<<<<

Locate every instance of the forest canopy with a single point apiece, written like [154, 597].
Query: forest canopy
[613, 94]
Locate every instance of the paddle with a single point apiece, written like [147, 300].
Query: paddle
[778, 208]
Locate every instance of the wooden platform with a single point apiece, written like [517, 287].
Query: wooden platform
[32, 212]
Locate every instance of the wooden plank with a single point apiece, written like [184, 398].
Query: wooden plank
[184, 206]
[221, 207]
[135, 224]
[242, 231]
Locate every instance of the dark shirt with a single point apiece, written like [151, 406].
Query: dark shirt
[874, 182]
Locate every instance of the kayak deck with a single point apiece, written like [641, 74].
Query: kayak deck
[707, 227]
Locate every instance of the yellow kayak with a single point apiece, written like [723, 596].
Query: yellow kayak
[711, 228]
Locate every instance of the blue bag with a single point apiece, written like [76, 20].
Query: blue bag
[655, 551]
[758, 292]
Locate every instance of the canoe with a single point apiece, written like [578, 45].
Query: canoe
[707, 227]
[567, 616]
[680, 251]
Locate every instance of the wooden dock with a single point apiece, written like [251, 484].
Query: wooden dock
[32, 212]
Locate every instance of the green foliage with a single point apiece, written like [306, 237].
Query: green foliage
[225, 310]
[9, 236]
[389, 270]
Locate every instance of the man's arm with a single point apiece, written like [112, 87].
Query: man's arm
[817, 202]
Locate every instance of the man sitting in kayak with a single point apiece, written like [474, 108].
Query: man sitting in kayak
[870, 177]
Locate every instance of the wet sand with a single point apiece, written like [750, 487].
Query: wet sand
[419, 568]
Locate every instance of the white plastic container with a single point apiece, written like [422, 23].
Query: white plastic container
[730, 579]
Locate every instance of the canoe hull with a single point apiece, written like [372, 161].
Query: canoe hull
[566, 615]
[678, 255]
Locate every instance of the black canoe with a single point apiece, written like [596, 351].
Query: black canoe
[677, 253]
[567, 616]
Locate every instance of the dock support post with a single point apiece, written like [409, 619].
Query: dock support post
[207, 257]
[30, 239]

>>>>

PROBLEM DETAILS:
Format every line of the records above as a Markdown table with the columns Row and Line, numbering each line and leaving out blank lines.

RESULT FOR THIS EXERCISE:
| Row | Line |
|---|---|
| 1 | Locate every instance of the forest canopy with a single point apiece, written like [154, 597]. |
| 2 | Query: forest canopy |
| 3 | [613, 94] |
| 4 | Locate every instance of the paddle with a single point apiece, written like [147, 300]. |
| 5 | Query: paddle |
| 6 | [778, 208] |
| 7 | Locate every instance of the wooden platform with a single point apiece, written like [517, 287]. |
| 8 | Query: wooden platform |
| 9 | [32, 212] |
| 10 | Locate every instance of the wooden plank with a single point apiece, written like [184, 398]. |
| 11 | Query: wooden plank |
| 12 | [184, 206] |
| 13 | [221, 207] |
| 14 | [135, 224] |
| 15 | [242, 231] |
| 16 | Locate every instance of the dark shirt with a single point apiece, written like [151, 406]. |
| 17 | Query: dark shirt |
| 18 | [874, 182] |
| 19 | Locate every instance of the kayak deck with a single point apiece, written like [641, 74]. |
| 20 | Query: kayak deck |
| 21 | [707, 227] |
| 22 | Locate every instance of the yellow kayak with a single point apiece, written like [723, 596]. |
| 23 | Query: yellow kayak |
| 24 | [711, 228] |
| 25 | Locate every instance of the blue bag with a single point apiece, written like [76, 20]. |
| 26 | Query: blue bag |
| 27 | [655, 551] |
| 28 | [758, 292] |
| 29 | Locate every instance of the canoe with a single point apiece, written like [578, 45]. |
| 30 | Query: canoe |
| 31 | [707, 227] |
| 32 | [567, 616] |
| 33 | [680, 251] |
| 34 | Locate every instance of the wooden dock with a single point apiece, written like [251, 484]. |
| 35 | Query: wooden dock |
| 36 | [32, 212] |
| 37 | Locate every instance of the green foliage with a single point apiece, written like [306, 237]. |
| 38 | Query: green foliage |
| 39 | [225, 310] |
| 40 | [9, 236] |
| 41 | [389, 270] |
| 42 | Locate every instance of the man's arm with a single point apiece, written like [112, 87]. |
| 43 | Query: man's arm |
| 44 | [817, 202] |
| 45 | Locate every instance of the man sitting in kayak with a single point apiece, written like [474, 108]. |
| 46 | Query: man sitting in kayak |
| 47 | [870, 177] |
| 48 | Locate every instance of the wet sand with a single point apiece, written like [750, 487]. |
| 49 | Query: wet sand |
| 50 | [419, 568] |
| 51 | Locate every instance of the white plastic container with a single point apiece, written like [422, 23]. |
| 52 | Query: white plastic container |
| 53 | [730, 579] |
| 54 | Locate every instance of the canoe hull with a single point apiece, written like [372, 161]. |
| 55 | Query: canoe hull |
| 56 | [566, 615] |
| 57 | [678, 255] |
| 58 | Locate every instance of the black canoe with a single point apiece, written like [596, 351]. |
| 59 | Query: black canoe |
| 60 | [677, 253] |
| 61 | [567, 616] |
| 62 | Locate every instance of the dock support post with a single point apiece, written like [409, 619]. |
| 63 | Query: dock support post |
| 64 | [207, 257] |
| 65 | [30, 239] |